= Selected passage =
^^^^^^^^
BOOGIE. Eddie Huang remains always on his hustle. The child of a sometimes troubled but ultimately fruitful marriage of immigrant entrepreneurs (Chinese by way of Taiwan), he grew up in the restaurant business, went on to a successful academic career, became a lawyer, lost that gig, started a clothing line, allegedly sold weed, opened a well-regarded restaurant (now permanently closed) and a less well-regarded one (also closed), wrote a memoir that became a successful TV sitcom (Fresh Off the Boat), distanced himself from the series for creative differences and has now written and directed a loosely autobiographical movie. I'm told he also maintains a formidable social media presence, among other ventures. So busy!
^^^^^^^^
= Data supplied =
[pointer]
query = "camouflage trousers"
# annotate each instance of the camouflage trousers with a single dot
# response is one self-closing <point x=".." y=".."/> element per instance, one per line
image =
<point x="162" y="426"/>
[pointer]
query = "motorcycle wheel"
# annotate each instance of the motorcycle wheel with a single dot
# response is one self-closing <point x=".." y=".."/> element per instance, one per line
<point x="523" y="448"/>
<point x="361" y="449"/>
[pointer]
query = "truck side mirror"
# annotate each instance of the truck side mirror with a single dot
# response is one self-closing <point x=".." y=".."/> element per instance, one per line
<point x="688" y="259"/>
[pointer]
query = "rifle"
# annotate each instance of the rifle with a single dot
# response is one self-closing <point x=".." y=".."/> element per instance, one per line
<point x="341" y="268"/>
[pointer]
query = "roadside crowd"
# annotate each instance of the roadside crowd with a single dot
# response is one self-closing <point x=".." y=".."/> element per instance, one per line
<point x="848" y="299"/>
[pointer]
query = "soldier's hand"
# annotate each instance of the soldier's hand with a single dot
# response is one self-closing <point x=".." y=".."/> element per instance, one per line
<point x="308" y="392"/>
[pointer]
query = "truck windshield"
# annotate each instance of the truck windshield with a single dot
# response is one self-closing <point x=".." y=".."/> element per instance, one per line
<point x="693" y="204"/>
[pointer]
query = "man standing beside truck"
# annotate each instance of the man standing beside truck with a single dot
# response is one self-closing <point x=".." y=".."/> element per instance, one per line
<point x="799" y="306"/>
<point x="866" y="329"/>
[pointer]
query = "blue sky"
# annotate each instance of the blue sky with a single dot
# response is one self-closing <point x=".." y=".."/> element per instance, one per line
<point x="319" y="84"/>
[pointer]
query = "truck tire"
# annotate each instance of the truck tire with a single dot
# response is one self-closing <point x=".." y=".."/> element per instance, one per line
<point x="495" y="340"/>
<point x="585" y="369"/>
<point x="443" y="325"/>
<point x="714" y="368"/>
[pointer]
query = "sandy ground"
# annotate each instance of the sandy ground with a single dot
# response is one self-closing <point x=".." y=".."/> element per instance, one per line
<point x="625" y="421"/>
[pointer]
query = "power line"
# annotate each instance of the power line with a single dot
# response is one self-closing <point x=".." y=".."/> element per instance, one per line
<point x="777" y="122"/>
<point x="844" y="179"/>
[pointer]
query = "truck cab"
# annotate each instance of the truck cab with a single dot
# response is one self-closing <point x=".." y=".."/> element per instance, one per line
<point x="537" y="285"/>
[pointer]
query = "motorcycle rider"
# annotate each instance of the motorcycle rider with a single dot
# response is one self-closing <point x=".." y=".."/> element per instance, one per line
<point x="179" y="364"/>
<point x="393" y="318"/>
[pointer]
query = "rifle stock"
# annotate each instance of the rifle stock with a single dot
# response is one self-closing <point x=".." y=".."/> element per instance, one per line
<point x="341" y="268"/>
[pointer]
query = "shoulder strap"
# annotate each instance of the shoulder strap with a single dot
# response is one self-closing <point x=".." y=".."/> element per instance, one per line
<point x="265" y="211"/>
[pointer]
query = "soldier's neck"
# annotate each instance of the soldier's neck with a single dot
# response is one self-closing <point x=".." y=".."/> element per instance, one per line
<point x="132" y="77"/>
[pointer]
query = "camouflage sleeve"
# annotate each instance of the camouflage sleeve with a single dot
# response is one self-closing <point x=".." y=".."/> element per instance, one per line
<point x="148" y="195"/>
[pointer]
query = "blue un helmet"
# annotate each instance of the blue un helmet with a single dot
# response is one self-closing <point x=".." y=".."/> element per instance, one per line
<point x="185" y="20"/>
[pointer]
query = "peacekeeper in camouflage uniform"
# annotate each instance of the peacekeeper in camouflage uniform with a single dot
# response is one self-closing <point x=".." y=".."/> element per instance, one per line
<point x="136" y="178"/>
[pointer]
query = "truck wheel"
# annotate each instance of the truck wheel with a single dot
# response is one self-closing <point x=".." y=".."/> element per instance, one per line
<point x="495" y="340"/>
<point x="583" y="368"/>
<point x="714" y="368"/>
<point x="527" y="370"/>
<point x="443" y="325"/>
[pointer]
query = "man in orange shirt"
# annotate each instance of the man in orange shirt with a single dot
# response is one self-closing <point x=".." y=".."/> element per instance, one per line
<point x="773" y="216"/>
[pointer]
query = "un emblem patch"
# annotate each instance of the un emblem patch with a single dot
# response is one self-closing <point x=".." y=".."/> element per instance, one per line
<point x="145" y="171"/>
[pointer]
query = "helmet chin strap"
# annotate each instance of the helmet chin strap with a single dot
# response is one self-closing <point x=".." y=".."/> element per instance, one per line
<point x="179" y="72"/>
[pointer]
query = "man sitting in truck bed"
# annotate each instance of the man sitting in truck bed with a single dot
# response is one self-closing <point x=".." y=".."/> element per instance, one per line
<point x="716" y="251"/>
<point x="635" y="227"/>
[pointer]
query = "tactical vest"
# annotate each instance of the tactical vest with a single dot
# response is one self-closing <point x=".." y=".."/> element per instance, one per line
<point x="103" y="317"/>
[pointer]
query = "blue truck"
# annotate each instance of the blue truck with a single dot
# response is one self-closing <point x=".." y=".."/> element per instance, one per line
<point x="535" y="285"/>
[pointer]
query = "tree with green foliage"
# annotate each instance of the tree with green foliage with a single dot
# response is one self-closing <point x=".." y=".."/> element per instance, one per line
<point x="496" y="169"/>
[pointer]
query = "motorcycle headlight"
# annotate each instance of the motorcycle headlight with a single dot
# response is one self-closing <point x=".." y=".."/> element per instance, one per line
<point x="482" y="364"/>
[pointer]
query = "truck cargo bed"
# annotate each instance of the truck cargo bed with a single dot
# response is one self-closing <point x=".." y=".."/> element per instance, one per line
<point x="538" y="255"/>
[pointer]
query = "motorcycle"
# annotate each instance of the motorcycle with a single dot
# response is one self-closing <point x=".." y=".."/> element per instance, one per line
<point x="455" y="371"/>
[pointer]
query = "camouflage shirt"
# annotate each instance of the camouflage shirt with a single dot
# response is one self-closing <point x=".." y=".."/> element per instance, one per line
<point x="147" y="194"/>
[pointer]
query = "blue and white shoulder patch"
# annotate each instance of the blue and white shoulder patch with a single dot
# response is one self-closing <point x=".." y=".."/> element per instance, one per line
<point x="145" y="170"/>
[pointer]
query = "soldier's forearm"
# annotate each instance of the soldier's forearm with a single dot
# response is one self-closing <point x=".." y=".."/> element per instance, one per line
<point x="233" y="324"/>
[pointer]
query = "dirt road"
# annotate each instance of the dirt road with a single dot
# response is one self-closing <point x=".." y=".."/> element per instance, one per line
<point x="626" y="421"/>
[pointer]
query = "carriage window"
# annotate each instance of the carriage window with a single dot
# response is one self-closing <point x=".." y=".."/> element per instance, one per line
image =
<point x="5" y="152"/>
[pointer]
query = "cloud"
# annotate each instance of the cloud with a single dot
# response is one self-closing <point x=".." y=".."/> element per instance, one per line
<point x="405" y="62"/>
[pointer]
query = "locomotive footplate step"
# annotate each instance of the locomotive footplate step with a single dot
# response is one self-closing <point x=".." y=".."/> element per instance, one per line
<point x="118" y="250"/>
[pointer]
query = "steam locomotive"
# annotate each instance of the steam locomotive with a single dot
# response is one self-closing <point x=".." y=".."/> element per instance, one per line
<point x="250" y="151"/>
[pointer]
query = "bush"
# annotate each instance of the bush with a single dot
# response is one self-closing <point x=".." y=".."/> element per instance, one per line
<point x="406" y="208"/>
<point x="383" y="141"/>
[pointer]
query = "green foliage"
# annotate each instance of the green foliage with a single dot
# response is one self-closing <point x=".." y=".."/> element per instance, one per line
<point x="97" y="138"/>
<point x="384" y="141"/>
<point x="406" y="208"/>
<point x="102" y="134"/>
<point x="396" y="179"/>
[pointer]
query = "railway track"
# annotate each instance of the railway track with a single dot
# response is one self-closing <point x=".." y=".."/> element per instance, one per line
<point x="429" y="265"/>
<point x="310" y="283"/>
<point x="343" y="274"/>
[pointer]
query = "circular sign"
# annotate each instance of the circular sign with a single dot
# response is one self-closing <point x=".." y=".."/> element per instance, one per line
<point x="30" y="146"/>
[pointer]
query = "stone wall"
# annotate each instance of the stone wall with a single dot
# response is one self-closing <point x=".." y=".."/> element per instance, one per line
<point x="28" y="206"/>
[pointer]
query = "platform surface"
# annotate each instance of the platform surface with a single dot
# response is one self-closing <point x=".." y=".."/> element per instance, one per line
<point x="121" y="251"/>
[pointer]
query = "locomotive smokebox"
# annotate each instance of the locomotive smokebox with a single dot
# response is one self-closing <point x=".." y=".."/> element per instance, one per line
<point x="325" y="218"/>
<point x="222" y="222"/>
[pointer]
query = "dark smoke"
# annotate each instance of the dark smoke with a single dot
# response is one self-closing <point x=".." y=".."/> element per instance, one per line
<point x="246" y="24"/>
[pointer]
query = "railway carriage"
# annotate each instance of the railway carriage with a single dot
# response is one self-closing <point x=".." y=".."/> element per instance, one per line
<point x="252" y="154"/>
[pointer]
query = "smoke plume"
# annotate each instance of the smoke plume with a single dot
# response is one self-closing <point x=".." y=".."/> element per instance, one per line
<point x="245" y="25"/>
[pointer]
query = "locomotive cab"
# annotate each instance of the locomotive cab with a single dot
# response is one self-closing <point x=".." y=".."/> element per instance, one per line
^^^^^^^^
= Aim of the exercise =
Can you write what comes next in the passage about Eddie Huang, picking up after its final sentence?

= Answer to the exercise =
It would not necessarily be obtuse to ask what, if any, qualifications Huang might have to write and direct a feature with major distribution, even one with a modest budget and no major stars in the cast. But that should be seen as a good thing, even if the movie isn't all that great (which it isn't). Boogie was announced (and presumably shot) pre-plague but it should be counted among the modest projects — a comforting number of which speak with previously woefully unheard voices — that have risen to prominence in the last year. This has been, of course, largely a product of the tent-poles taking a breather until they can reap their accustomed profits in theaters. But their absence also serves to highlight the fact that these movies are being made at all, let alone released (either in theaters or via streaming services) to audiences at large. For an old-timer like me, it harkens back to the indie-boom (he typed wistfully) of the 1990s and even the new Hollywood of the late '60s and '70s. Sure, technology has made these projects less financially risky, but even 10 years ago (five?) would a movie like this have been given a shot? Seems doubtful.

All of which is to say I support Huang's efforts and his movie, even if I cannot fully recommend it. While technically proficient, with its own faintly sterilized aesthetic and version of New York City in place, it plays like a first effort, which I don't intend as a damning criticism. It just may not be, like its protagonist, ready for the big show.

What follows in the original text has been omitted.